◆ Texte source:
D’emblée, l’auteure pose les assistées comme des sujets ayant un discours qui s’inscrit dans des rapports sociaux qui sont rarement égalitaires. On les considère trop souvent comme des subordonnées, donc en position d’infériorité. À tort, faut-il le préciser. Car si elles ne se racontaient pas, on ne connaîtrait pas leurs conditions de vie déplorables. On ne pourrait pas parler en leur nom ou défendre leurs droits, comme elles défendent les leurs au sein d’organismes féministes et communautaires.

L’auteure amorce son premier chapitre en retraçant les principaux justificatifs au fondement de la réforme de l’aide sociale et la mise en place du programme de travail obligatoire en Ontario. Elle montre que cette réforme souhaitait restaurer l’éthique du travail et établissait un principe de réciprocité selon lequel l’assistée avait l’obligation de s’insérer le plus rapidement possible dans le marché du travail en échange des prestations. Toutefois, les prestataires d’aide sociale n’ayant accès, la plupart du temps, qu’à des placements de bas niveau, elles ont beaucoup de difficulté à se trouver un emploi qualifié et à sortir du cercle de la précarité et de la pauvreté. Cela dit, l’auteure évoque que la notion de réciprocité avancée par le gouvernement est dénaturée. En effet, pour Michaud, si l’aide sociale doit être revendiquée comme un droit individuel et collectif, alors la réciprocité doit être comprise comme l’obligation sociale et étatique de permettre à toutes d’assurer leur bien-être et celui de leurs enfants et de conserver leur dignité en ayant accès à des moyens pour pouvoir assurer leur retour sur le marché du travail.

Le chapitre deux présente brièvement la loi qui régit Ontario au travail (travail obligatoire ou workfare). L’auteure montre comment cette loi a été modifiée afin de mettre en place de nouvelles règles sur la cohabitation, la judiciarisation croissante de la vie des prestataires et la place et l’importance des placements communautaires d’Ontario au travail. Ce que nous retenons dans ce mouvement de la droite conservatrice, c’est l’absence de protection des prestataires. Par ailleurs, la présence intrusive des agents d’Ontario au travail ne semble pas avoir de fin. Les assistées font face à des agents dont les approches sont moralisatrices, coercitives, punitives et axées sur la performance et le redressement individuel. Ainsi, l’auteure montre que le régime d’aide sociale combiné au travail obligatoire, tel qu’on le connaît actuellement, fait porter le poids de la pauvreté sur les individus, en plus de les rendre victimes d’oppression et de racisme.

◆ Données fournies:
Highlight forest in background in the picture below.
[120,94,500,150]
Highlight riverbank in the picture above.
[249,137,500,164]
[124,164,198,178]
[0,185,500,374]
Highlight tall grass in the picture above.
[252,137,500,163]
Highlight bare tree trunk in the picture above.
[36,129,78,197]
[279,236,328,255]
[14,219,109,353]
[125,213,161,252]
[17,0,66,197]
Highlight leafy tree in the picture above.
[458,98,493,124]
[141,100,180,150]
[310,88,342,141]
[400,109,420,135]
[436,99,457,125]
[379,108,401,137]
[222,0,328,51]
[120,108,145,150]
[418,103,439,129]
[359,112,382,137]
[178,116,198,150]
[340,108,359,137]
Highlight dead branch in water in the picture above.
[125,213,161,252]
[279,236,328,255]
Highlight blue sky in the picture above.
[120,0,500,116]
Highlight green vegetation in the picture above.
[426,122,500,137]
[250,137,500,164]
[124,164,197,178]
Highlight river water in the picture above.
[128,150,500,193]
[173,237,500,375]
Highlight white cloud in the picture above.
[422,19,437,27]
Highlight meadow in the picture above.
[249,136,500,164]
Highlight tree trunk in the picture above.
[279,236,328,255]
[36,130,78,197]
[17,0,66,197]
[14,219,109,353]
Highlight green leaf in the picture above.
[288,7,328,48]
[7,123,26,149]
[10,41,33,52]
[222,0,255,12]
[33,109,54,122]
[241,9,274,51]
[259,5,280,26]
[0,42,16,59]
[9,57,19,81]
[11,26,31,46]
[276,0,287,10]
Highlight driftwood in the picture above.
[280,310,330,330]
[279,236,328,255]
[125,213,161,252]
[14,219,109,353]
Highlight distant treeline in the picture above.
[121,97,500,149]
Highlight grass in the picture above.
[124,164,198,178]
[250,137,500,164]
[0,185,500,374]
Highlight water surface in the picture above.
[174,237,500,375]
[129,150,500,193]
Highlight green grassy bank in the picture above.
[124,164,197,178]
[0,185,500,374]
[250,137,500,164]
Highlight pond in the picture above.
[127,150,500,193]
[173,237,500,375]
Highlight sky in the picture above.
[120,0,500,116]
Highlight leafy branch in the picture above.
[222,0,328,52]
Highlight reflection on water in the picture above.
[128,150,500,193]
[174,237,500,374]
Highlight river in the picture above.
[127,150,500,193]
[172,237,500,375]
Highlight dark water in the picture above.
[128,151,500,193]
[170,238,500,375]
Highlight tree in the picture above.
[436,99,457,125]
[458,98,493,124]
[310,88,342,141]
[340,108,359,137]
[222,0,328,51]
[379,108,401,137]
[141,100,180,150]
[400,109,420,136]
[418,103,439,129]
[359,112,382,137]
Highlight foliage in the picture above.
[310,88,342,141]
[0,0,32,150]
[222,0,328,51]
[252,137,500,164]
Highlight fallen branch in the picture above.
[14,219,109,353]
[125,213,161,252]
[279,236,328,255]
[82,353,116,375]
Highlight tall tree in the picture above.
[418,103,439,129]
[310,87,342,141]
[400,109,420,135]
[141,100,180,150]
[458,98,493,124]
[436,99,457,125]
--
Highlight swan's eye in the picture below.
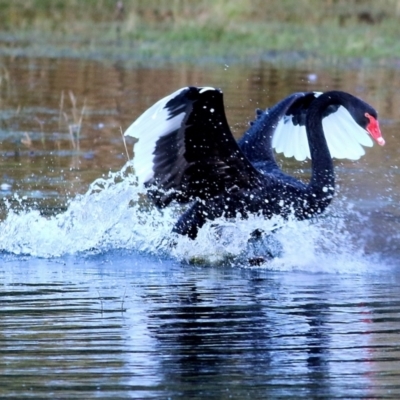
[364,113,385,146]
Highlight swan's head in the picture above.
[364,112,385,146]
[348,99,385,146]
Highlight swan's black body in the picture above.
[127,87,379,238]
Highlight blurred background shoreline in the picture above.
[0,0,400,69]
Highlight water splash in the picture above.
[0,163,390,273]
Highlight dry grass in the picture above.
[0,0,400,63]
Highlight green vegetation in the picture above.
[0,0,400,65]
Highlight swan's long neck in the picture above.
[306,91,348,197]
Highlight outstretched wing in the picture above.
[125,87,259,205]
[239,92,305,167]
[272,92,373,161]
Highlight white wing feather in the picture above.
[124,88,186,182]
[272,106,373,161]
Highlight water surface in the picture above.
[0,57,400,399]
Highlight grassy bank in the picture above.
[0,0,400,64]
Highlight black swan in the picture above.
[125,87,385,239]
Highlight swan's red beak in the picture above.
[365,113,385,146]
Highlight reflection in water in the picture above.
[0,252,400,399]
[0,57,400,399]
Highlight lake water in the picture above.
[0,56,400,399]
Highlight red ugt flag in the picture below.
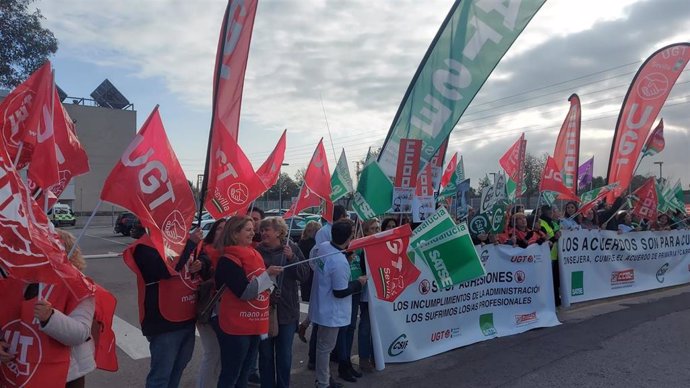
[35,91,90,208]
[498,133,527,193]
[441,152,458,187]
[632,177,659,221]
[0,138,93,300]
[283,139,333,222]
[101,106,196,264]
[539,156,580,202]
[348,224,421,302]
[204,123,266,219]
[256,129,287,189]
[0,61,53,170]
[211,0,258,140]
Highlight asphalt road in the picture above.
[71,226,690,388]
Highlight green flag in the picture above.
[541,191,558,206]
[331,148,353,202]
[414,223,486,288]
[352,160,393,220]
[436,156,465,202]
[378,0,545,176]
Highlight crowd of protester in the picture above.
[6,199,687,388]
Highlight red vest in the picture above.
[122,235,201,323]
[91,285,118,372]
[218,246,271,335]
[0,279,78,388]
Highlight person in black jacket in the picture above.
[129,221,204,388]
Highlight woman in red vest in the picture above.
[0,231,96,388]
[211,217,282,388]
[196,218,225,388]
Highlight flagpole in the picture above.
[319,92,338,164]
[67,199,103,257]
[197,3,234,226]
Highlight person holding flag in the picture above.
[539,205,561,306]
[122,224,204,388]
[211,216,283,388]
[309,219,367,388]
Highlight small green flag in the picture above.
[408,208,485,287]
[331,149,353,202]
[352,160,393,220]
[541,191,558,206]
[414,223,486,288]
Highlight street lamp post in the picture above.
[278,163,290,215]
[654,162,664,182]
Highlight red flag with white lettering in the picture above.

◆ Consigne A: Recopiez fidèlement les lignes de la liste, de celle qui contient "Highlight reflection in" jusqu'à celle qui contient "[197,3,234,226]", ces deux lignes comprises. N'incluez pas les images dans votre réponse.
◆ Consigne B: Rédigez la suite du compte rendu consacré à la réforme de l'aide sociale en Ontario, en reprenant après sa dernière phrase.

◆ Réponse rédigée A:
Highlight reflection in water in the picture above.
[0,252,400,399]
[0,57,400,399]
Highlight lake water in the picture above.
[0,56,400,399]
Highlight red ugt flag in the picture below.
[35,91,90,208]
[498,133,527,193]
[441,152,458,187]
[632,177,659,221]
[0,138,93,300]
[283,139,333,222]
[101,106,196,264]
[539,156,580,202]
[348,224,421,302]
[204,123,266,219]
[256,129,287,189]
[0,61,53,170]
[211,0,258,140]
Highlight asphalt road in the picture above.
[71,226,690,388]
Highlight green flag in the picture above.
[541,191,558,206]
[331,148,353,202]
[414,223,486,288]
[352,160,393,220]
[436,156,465,202]
[378,0,545,176]
Highlight crowd of protester in the picture above.
[6,199,687,388]
Highlight red vest in the picture above.
[122,235,201,323]
[91,285,118,372]
[218,246,271,335]
[0,279,78,388]
Highlight person in black jacket in the picture above.
[129,221,204,388]
Highlight woman in red vest in the picture above.
[0,231,96,388]
[211,217,282,388]
[196,218,225,388]
Highlight flagpole in the picture above.
[319,92,338,164]
[67,199,103,257]
[197,3,234,226]

◆ Réponse rédigée B:
Le chapitre trois présente les voix des assistées sociales dans leurs rapports aux institutions, plus particulièrement, Ontario au travail. Dans un premier temps, l’auteure indique que, peu importe le milieu qu’elles côtoient, les femmes feront tout en leur pouvoir pour cacher leur condition d’assistées sociales et la misère dans laquelle elles vivent. Ce qu’elles espèrent, c’est de voir la fin des humiliations qu’elles et leurs enfants subissent. Dans un second temps, elle montre que les assistées sont toujours victimes de préjugés, d’ostracisme et d’hostilité de la part de la population. De plus, le fait d’appartenir à une minorité linguistique ou culturelle est un obstacle supplémentaire dans leur tentative de quitter le système d’aide sociale. Quant aux femmes fuyant un conjoint violent, Michaud indique que recevoir de l’aide sociale afin de s’en sortir tient lieu de l’exploit. En effet, le soutien est peu fréquent et les exigences nombreuses, tout particulièrement lorsqu’il s’agit de recouvrer la prestation des pensions alimentaires. Les expériences vécues par les femmes sont profondément négatives. Si les femmes assistées font tout ce qu’elles peuvent pour survivre avec leurs enfants malgré un maigre revenu, un manque de nourriture, de logement abordable ou de vêtements, leur espoir de formation et d’emploi à travers leur participation au programme de travail obligatoire est presque toujours peine perdue, les ramenant inlassablement à la case départ. Comme l’indique l’auteure en parlant des assistées :

Elles se considèrent malgré tout intrépides, déterminées à prouver qu’elles peuvent s’en sortir, même si elles savent que maintenant elles doivent coûte que coûte garder ce qui reste de prestations.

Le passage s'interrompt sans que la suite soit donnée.